Não tenho memória de nos ver, portugueses, tão envolvidos com uma eleição noutro país como nestas eleições brasileiras. É natural, poderão dizer – país irmão, língua comum, história partilhada. Foi mais que isso – esta eleição transbordou do imenso Brasil, não apenas para Portugal, mas para muitos locais onde brasileiros contagiaram tantos outros com essa alegria de viver que parece ter sido inventada por eles. Em Portugal, é raro quem não tenha amigos, primos, conhecidos do outro lado do Atlântico ou do outro lado da rua. Somos próximos.

• _EXTRATO DE DADOS_

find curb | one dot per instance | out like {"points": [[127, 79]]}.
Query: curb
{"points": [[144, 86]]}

• _EXERCÍCIO BREVE A_
Enumere as pessoas que, segundo o texto sobre as eleições brasileiras, quase todos em Portugal têm do outro lado do Atlântico ou do outro lado da rua.
• _EXERCÍCIO BREVE B_
Prossiga o texto sobre as eleições brasileiras a partir da frase "Somos próximos."

• _RESPOSTA ESPERADA A_
Amigos, primos, conhecidos.

• _RESPOSTA ESPERADA B_
Mas a intensidade com que se viveu esta eleição vai para lá dessa proximidade. A cada discussão, a cada troca de argumentos, e também a cada escalada de agressividade, estava patente uma antecâmara do que poderia ser a disputa entre portugueses numa eleição em Portugal. Lado a lado com gestos e palavras bonitas, lado a lado com preocupação genuína com o que será, que será esse Brasil depois de 28 de outubro, estiveram e estão também dois lados que tendem a polarizar uma discussão que devia ser sobre o que é certo e mas que é muito mais sobre quem está errado. Uma discussão que está quase sempre à beira do precipício do nós e eles e do quem ganha e quem perde. Hoje no Brasil, amanhã em Portugal ou em qualquer lugar.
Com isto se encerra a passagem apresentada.